** Opening Source data block **
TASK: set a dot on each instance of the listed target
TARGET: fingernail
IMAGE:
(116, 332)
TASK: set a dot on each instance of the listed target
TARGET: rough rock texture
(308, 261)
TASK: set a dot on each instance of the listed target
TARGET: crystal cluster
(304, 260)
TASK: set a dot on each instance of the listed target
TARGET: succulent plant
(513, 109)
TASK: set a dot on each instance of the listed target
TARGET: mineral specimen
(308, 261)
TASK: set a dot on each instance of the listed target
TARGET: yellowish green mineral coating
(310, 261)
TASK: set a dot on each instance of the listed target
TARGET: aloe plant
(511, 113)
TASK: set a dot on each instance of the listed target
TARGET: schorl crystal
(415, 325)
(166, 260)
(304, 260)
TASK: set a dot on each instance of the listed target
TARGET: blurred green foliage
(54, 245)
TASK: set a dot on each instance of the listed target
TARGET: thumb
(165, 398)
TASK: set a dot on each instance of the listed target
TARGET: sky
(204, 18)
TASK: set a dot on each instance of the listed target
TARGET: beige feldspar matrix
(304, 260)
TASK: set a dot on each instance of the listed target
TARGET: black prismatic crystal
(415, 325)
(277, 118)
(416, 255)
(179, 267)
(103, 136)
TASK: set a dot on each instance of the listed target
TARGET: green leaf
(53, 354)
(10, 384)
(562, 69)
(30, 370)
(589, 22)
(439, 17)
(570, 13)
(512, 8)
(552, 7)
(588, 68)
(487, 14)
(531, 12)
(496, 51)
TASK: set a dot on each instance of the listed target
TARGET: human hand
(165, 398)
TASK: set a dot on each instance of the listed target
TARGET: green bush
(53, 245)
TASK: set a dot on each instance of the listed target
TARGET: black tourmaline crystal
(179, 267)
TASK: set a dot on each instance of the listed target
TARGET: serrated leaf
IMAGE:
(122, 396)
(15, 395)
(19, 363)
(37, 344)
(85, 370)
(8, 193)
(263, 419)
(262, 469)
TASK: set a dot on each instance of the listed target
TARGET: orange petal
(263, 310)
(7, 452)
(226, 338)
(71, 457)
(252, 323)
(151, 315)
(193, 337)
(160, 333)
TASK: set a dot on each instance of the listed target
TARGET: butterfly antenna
** Closing Source data block **
* **Action item**
In full and word for word, write out the data above.

* **Task solution**
TASK: set a dot on each instance of the listed target
TARGET: fingernail
IMAGE:
(116, 332)
TASK: set a dot on each instance of the listed target
TARGET: rough rock texture
(308, 261)
TASK: set a dot on each instance of the listed target
TARGET: crystal cluster
(304, 260)
TASK: set a dot on each instance of the listed target
TARGET: succulent plant
(513, 109)
TASK: set a dot on each instance of the listed target
TARGET: mineral specimen
(308, 261)
TASK: set a dot on each instance of the listed target
TARGET: yellowish green mineral coating
(310, 261)
TASK: set a dot on each instance of the listed target
TARGET: aloe plant
(511, 113)
TASK: set a dot on each instance of the listed target
TARGET: schorl crystal
(415, 325)
(166, 260)
(304, 260)
TASK: set a dot on each instance of the listed target
TARGET: blurred green foliage
(54, 245)
TASK: set a dot on each instance of the listed target
TARGET: thumb
(165, 398)
TASK: set a dot on each instance of the listed target
TARGET: sky
(204, 18)
TASK: set a dot on each instance of the listed target
TARGET: beige feldspar matrix
(304, 260)
TASK: set a dot on each instance of the listed target
TARGET: black prismatic crystal
(415, 325)
(277, 118)
(416, 255)
(179, 267)
(103, 136)
TASK: set a dot on each instance of the listed target
TARGET: green leaf
(53, 354)
(10, 384)
(562, 69)
(30, 370)
(589, 22)
(439, 17)
(570, 13)
(512, 8)
(552, 7)
(588, 68)
(487, 14)
(531, 12)
(496, 51)
TASK: set a dot on each instance of the listed target
TARGET: human hand
(165, 398)
TASK: set a dot on each instance of the listed target
TARGET: green bush
(53, 245)
TASK: set a dot on each instance of the listed target
TARGET: black tourmaline crystal
(179, 267)
TASK: set a dot on each instance of the listed target
TARGET: serrated leaf
IMAGE:
(122, 396)
(15, 395)
(19, 363)
(37, 344)
(85, 370)
(8, 193)
(263, 419)
(262, 469)
TASK: set a dot on each instance of the listed target
TARGET: orange petal
(263, 310)
(7, 452)
(226, 338)
(71, 457)
(252, 323)
(151, 315)
(193, 337)
(160, 333)
TASK: set a dot on each instance of the listed target
TARGET: butterfly antenna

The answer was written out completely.